» TASK SET:
- a) Reproduce the part of the PostGIS 2.2 article starting at "Things are shaping" and ending at "been stress tested.".
- b) Pick out every line of the entries that contains the word "Provide".

» PASSAGE:
-------
Postgres OnLine Journal: March / April / May 2015
An in-depth Exploration of the PostgreSQL Open Source Database
 

Table Of Contents

What's new and upcoming in PostgreSQL
PostgreSQL Q & A

What's new and upcoming in PostgreSQL

 

PostGIS 2.2 leveraging power of PostgreSQL 9.5



Things are shaping up nicely in PostGIS 2.2 development. We are going to hit feature freeze around June 30th 2015, and plan to ship late August or early September to be in line with PostgreSQL 9.5 release. So far we have committed a couple of neat features most itemized in PostGIS 2.2 New Functions. Many of the really sort after ones will require PostgreSQL 9.5 and GEOS 3.5. The geography measurement enhancements will require Proj 4.9.0+ to take advantage of. Things I'd like to highlight and then later dedicate full-length articles in our BostonGIS Waiting for PostGIS 2.2 series once they've been stress tested.

  • ST_SubDivide - chops up your geometry into smaller ones and returns as a set of geometries. You can divide your lines, polygons whatever specifying the max number of vertices you want in each resultant geometry. It's really fast and easy to use. This will come in handy for those long roads (pgRouting I'm looking at you) or you need to chop up large polygons you need to divide to improve intersect performance among other things. Stay tuned for an article. Warning: You can't use this unless you built PostGIS 2.2 with Geos 3.5.0 (still in development).
  • ST_ClipByBox2D - ST_SubDivide borrows some logic from this one. This one is generally harder to use, but you do get a bit more control on where you want to make your cuts. Already covered this in ST_ClipByBox2D Map Dicing redux. again you don't get this unless you are running GEOS 3.5+
  • KNN distance operator for geography (with true distance, not just bounding box) - We've had KNN for geometry 2D since 2.0 (though it was only limited to bounding box centroid) and now we have it for geography as well and in addition it is a true distance check, not just bounding box. Requries PostgreSQL 9.5 running PostGIS 2.2 to get this feature.
  • KNN distance operator for geometry 3D - KNN for geometry 3D - we've had this for geometry 2D since 2.0 and now we have a set of new operators for geometry 3D. Note that since both 2D geometries and 3D geometries share the same type we needed to define a new operator construct for these. So for 3D distance use <<->> and <<#>> instead of <->. If you are running on PostGIS 2.2, you also automagically get true distance check. You should also use an ND index to get full benefit from these.
-------
» DATA EXTRACT:

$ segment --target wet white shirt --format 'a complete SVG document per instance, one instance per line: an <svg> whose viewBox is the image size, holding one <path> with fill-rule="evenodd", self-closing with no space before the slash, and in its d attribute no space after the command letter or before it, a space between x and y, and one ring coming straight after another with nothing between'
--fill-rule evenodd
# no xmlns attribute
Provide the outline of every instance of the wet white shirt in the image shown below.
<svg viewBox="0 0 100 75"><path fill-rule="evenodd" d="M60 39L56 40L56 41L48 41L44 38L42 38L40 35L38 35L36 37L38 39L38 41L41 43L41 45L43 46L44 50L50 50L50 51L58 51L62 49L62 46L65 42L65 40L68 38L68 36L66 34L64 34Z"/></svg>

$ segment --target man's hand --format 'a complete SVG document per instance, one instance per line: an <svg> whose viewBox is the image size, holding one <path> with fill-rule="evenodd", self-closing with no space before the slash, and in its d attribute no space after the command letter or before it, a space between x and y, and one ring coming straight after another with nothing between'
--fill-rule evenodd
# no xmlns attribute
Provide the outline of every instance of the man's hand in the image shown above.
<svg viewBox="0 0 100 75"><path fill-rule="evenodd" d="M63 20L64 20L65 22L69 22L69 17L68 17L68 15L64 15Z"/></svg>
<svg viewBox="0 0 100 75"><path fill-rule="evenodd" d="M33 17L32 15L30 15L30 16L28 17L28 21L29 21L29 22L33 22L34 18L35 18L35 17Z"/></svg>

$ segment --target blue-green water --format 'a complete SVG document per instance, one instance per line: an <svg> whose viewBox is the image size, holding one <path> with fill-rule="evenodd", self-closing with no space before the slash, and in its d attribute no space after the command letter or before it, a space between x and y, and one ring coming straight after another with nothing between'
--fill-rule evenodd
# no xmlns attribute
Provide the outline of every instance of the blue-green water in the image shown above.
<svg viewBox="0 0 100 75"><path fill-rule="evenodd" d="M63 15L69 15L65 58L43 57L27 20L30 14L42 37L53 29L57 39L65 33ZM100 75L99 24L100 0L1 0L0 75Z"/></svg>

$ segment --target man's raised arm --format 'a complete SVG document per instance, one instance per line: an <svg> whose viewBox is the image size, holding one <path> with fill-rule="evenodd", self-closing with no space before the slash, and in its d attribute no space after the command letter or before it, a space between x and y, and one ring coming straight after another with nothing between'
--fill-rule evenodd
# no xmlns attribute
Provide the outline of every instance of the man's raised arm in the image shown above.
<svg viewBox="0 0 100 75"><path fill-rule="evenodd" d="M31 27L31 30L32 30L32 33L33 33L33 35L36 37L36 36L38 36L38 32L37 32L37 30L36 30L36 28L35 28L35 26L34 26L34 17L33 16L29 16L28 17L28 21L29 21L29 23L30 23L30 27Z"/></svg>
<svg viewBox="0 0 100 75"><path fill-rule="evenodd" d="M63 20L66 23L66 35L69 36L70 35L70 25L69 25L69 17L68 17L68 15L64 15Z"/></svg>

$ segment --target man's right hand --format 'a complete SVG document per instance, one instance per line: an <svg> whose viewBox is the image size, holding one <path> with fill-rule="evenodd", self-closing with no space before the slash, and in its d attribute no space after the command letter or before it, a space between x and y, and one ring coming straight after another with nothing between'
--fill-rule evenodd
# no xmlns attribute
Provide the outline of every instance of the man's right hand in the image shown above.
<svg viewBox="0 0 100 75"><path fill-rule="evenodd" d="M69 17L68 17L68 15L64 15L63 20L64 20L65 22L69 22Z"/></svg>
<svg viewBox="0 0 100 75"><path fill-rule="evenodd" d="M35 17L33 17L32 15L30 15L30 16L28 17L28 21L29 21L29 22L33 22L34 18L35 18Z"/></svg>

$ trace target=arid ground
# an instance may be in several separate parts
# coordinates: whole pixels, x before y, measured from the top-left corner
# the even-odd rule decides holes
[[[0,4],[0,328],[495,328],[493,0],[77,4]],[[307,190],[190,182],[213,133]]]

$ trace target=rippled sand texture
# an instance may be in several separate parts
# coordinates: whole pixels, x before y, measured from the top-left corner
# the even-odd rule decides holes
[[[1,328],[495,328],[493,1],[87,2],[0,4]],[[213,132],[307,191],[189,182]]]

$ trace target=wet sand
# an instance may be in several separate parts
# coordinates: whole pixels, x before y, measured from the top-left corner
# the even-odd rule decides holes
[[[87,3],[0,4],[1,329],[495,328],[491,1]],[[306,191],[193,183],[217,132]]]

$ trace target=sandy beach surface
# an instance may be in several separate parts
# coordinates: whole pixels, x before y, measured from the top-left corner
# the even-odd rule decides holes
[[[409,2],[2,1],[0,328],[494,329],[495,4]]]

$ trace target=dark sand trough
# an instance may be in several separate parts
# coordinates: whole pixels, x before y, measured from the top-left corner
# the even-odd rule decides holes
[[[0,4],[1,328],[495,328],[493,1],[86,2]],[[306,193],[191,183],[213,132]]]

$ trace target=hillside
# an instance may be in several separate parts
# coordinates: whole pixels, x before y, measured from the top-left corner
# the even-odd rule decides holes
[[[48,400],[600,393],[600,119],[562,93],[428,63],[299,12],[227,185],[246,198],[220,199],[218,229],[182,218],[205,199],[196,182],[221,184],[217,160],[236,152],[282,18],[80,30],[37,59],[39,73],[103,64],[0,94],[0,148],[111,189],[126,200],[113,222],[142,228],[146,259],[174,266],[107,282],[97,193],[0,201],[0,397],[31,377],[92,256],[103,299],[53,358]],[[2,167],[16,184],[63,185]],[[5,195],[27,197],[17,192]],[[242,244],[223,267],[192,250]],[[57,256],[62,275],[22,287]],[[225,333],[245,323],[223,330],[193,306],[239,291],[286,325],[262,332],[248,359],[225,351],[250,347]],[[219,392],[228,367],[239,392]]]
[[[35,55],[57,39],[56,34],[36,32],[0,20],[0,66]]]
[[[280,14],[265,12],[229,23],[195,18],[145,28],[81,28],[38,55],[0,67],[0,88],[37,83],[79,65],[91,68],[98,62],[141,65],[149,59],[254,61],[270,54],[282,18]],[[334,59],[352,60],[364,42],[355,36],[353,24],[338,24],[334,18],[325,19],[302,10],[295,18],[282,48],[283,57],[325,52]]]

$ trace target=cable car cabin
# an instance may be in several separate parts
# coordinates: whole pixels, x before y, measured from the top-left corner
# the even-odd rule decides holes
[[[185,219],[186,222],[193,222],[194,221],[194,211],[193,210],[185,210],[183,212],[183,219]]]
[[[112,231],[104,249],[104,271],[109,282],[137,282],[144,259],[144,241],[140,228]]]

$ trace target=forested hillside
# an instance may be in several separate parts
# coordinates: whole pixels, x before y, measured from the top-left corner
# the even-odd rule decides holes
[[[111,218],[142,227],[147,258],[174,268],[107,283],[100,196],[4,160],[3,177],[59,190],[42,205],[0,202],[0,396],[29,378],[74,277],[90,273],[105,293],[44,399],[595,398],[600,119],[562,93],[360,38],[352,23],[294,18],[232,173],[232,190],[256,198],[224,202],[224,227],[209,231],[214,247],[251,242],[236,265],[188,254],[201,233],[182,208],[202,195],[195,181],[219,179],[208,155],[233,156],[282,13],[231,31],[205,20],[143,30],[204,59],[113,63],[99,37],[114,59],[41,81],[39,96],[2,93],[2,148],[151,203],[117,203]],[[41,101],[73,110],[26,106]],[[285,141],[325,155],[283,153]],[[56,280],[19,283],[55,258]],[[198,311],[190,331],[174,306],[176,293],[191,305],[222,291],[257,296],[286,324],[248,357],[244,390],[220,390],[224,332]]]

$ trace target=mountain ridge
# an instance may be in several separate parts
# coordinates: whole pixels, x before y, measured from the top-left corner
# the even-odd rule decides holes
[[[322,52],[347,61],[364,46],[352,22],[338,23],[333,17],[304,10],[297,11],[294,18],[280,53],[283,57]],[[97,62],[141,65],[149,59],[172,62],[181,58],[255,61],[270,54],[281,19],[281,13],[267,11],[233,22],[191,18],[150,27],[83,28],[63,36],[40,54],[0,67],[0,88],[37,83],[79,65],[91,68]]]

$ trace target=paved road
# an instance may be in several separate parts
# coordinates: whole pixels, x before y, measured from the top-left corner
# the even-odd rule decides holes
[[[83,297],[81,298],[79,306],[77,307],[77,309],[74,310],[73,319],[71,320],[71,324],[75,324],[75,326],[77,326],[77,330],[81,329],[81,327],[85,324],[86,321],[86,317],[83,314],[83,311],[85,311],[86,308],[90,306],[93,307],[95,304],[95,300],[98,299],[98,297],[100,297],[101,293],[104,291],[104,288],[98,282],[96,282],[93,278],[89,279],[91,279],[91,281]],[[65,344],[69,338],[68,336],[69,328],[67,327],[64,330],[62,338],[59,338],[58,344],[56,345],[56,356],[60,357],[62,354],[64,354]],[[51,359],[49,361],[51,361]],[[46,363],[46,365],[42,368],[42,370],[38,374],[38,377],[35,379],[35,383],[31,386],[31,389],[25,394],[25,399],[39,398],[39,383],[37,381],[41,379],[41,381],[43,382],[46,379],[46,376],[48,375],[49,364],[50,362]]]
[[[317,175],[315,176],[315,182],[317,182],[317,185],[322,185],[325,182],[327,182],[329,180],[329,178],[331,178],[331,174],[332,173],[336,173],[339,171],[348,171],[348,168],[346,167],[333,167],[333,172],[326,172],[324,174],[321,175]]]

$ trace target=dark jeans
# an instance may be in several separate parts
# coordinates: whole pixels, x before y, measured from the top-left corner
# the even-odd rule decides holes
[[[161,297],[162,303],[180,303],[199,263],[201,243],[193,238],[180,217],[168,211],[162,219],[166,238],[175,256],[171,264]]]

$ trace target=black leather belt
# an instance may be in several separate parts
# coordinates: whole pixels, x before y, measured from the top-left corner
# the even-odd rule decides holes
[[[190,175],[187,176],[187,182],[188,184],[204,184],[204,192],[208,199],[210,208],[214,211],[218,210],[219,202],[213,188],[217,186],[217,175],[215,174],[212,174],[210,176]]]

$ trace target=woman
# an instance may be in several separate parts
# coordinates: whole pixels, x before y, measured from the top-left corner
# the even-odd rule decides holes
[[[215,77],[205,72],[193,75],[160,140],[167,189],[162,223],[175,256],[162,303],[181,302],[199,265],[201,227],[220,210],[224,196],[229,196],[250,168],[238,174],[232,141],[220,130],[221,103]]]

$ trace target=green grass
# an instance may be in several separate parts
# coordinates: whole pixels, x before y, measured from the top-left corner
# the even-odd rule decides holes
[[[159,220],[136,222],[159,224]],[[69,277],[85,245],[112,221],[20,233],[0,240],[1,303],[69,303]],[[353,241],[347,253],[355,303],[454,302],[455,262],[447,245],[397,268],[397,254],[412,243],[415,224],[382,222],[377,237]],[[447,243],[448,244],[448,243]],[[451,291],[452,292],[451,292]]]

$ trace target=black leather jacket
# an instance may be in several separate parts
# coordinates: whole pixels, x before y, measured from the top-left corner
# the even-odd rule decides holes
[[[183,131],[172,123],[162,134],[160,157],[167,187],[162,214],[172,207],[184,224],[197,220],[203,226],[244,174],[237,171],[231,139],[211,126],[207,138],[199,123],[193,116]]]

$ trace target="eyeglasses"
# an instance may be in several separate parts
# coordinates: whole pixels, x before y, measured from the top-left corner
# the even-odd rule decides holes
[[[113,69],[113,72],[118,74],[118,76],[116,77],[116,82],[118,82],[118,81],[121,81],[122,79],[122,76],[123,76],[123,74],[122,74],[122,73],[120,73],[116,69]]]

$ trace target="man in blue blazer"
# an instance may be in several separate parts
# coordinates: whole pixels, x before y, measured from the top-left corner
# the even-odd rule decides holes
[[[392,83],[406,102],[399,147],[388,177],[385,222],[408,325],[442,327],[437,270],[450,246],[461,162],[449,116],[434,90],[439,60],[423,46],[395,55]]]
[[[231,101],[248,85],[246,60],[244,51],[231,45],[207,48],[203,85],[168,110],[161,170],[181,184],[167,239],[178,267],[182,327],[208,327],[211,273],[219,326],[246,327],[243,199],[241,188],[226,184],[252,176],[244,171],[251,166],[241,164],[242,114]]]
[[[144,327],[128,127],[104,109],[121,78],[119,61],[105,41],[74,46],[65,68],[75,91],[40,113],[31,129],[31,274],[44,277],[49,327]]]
-------
» WORKED ANSWERS:
- a)
Things are shaping up nicely in PostGIS 2.2 development. We are going to hit feature freeze around June 30th 2015, and plan to ship late August or early September to be in line with PostgreSQL 9.5 release. So far we have committed a couple of neat features most itemized in PostGIS 2.2 New Functions. Many of the really sort after ones will require PostgreSQL 9.5 and GEOS 3.5. The geography measurement enhancements will require Proj 4.9.0+ to take advantage of. Things I'd like to highlight and then later dedicate full-length articles in our BostonGIS Waiting for PostGIS 2.2 series once they've been stress tested.

- b)
Provide the outline of every instance of the wet white shirt in the image shown below.
Provide the outline of every instance of the man's hand in the image shown above.
Provide the outline of every instance of the blue-green water in the image shown above.
Provide the outline of every instance of the man's raised arm in the image shown above.
Provide the outline of every instance of the man's right hand in the image shown above.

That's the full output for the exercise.